- _TASK BRIEF_:
Update the records below by replacing every occurrence of "keypoint" with "point", leaving everything else unchanged.

[Entries taken from a collection]

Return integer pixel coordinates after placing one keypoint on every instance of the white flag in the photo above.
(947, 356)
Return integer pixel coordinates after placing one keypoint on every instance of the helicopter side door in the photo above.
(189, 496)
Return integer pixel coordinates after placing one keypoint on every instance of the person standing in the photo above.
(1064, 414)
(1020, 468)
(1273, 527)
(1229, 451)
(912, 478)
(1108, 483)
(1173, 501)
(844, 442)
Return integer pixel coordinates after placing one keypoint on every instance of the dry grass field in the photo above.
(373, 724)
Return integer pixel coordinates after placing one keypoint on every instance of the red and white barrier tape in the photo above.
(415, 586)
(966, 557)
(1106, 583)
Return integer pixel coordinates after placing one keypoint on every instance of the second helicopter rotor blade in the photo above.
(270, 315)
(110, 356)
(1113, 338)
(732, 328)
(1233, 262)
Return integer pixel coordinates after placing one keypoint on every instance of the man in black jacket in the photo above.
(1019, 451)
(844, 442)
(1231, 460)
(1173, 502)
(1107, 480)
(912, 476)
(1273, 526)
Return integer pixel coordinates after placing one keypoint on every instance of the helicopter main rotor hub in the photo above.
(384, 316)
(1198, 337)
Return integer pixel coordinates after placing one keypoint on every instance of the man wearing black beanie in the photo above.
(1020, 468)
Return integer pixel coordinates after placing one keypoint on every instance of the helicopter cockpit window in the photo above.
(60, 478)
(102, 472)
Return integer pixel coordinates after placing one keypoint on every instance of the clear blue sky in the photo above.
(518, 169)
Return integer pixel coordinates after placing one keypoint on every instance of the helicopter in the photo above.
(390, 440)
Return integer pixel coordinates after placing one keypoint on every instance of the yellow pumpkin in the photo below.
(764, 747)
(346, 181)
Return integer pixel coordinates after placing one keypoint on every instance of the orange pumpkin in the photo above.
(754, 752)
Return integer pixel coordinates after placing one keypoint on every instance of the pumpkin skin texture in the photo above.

- _FINISHED TASK_:
Return integer pixel coordinates after placing one point on every instance of the white flag in the photo above.
(947, 356)
Return integer pixel coordinates after placing one point on every instance of the helicopter side door in the photo above.
(189, 496)
Return integer pixel coordinates after placing one point on every instance of the person standing in the photo above.
(1064, 414)
(1020, 468)
(1273, 527)
(1229, 451)
(912, 478)
(1108, 483)
(1173, 501)
(844, 442)
Return integer pixel coordinates after placing one point on every instance of the dry grass field in the photo above.
(373, 724)
Return integer pixel coordinates after placing one point on every instance of the red and white barrier tape in the photo above.
(415, 586)
(966, 557)
(1106, 583)
Return integer pixel coordinates after placing one point on every instance of the second helicopter rotor blade in the photo above.
(270, 315)
(110, 356)
(1113, 338)
(732, 328)
(1233, 262)
Return integer pixel coordinates after placing one point on every instance of the man in black jacket in the photo above.
(1019, 451)
(844, 442)
(1231, 460)
(1173, 502)
(1107, 480)
(912, 476)
(1273, 526)
Return integer pixel coordinates after placing one point on every instance of the helicopter main rotor hub in the photo above.
(384, 316)
(1198, 337)
Return integer pixel coordinates after placing one point on every instance of the man wearing black beanie in the photo above.
(1020, 468)
Return integer pixel coordinates after placing one point on every instance of the helicopter cockpit window in the photo above.
(60, 478)
(102, 472)
Return integer pixel coordinates after placing one point on every instance of the clear blue sky in the photo above.
(518, 169)
Return integer pixel coordinates after placing one point on every instance of the helicopter in the photo above.
(390, 440)
Return integer pixel coordinates after placing one point on every instance of the yellow pumpkin in the photo below.
(764, 747)
(346, 181)
Return integer pixel coordinates after placing one point on every instance of the orange pumpkin in the photo above.
(754, 752)
Return integer pixel coordinates after placing one point on every instance of the pumpkin skin texture in the photo above.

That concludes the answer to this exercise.